### Exercise materials
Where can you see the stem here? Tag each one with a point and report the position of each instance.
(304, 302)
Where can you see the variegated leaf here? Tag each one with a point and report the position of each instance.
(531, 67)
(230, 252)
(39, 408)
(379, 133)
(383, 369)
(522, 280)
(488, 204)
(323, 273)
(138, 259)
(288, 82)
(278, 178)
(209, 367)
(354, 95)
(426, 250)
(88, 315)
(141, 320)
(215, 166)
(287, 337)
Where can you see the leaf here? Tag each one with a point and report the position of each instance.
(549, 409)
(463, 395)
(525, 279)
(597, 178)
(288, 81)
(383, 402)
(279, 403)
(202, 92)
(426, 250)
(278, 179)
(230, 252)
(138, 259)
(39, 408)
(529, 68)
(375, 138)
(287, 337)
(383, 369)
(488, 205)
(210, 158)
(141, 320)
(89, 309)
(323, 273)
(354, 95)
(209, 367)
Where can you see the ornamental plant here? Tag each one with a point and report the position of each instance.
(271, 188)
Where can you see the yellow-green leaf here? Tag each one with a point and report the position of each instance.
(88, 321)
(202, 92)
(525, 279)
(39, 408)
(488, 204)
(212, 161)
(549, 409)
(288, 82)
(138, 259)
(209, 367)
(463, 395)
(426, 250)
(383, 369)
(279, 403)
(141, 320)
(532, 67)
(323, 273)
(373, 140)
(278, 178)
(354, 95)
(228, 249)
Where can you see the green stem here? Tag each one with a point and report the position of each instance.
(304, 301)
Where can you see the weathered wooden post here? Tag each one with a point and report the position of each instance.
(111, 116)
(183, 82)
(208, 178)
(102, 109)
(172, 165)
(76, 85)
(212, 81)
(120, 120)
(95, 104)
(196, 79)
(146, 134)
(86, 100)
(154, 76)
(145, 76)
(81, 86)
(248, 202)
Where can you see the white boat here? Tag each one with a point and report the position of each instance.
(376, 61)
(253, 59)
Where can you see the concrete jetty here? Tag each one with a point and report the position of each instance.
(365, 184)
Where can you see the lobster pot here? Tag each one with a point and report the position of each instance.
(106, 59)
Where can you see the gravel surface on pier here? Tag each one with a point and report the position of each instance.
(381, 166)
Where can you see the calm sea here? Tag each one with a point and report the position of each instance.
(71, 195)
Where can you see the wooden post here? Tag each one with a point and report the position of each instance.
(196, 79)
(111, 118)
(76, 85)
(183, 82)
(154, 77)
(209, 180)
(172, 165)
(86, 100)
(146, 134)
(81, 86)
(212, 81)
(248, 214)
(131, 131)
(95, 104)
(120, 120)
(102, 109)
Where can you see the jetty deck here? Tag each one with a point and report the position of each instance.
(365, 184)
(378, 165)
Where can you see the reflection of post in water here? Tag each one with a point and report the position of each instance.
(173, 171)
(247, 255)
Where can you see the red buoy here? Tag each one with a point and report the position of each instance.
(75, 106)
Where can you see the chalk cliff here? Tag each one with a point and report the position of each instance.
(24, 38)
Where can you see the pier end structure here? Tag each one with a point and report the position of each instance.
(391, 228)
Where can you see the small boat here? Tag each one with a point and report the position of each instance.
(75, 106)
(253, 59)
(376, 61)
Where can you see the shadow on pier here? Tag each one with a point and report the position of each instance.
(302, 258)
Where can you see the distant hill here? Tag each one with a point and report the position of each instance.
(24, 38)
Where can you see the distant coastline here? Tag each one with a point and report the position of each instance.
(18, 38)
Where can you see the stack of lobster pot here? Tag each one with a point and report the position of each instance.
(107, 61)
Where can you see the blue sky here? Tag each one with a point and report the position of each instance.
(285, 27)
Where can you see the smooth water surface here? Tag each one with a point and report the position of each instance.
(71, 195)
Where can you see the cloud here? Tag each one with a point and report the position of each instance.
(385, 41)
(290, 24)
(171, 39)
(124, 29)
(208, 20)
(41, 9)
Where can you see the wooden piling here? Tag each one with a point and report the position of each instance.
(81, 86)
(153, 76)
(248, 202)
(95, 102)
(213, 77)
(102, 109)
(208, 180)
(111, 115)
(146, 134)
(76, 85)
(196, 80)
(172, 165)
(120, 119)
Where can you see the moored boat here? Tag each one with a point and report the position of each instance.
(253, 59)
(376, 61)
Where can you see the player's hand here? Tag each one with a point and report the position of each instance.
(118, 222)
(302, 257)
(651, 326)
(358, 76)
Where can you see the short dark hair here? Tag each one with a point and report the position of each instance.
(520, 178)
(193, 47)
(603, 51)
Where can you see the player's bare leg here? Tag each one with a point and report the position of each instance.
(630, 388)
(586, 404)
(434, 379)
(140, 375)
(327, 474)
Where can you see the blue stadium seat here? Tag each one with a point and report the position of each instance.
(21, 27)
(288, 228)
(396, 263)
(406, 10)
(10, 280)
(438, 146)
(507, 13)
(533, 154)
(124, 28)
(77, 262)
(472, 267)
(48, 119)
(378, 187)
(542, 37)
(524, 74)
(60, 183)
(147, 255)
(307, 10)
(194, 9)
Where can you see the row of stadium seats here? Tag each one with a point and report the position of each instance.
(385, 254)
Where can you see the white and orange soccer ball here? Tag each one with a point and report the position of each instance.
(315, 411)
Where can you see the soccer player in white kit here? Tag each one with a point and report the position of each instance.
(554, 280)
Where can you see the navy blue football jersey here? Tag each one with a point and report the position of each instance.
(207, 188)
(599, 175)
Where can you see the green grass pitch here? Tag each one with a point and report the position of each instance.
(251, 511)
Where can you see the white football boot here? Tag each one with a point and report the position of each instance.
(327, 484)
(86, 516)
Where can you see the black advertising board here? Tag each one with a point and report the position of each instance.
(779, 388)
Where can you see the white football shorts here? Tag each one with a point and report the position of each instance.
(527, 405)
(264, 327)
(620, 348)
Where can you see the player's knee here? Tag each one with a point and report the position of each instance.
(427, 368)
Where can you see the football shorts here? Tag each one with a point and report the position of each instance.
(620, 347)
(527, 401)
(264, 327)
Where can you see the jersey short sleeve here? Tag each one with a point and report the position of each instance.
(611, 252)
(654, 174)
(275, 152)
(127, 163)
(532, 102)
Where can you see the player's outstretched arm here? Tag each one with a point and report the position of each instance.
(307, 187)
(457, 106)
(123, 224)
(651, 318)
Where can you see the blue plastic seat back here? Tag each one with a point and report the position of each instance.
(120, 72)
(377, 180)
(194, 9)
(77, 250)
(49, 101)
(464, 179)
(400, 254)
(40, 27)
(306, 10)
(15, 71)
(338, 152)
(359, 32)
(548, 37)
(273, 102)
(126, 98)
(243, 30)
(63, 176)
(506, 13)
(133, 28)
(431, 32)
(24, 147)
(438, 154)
######
> [Exercise instructions]
Please extract exactly, and only, the lines from the line containing "Where can you see the blue plastic" through the last line of the records.

> [Result of this task]
Where can you see the blue plastic seat back here? Tag each one with a point and report the position of each instance.
(120, 72)
(377, 180)
(194, 9)
(77, 250)
(49, 101)
(464, 179)
(400, 254)
(40, 27)
(306, 10)
(15, 71)
(338, 152)
(359, 32)
(548, 37)
(273, 102)
(126, 98)
(243, 30)
(63, 176)
(506, 13)
(133, 28)
(431, 32)
(24, 147)
(438, 154)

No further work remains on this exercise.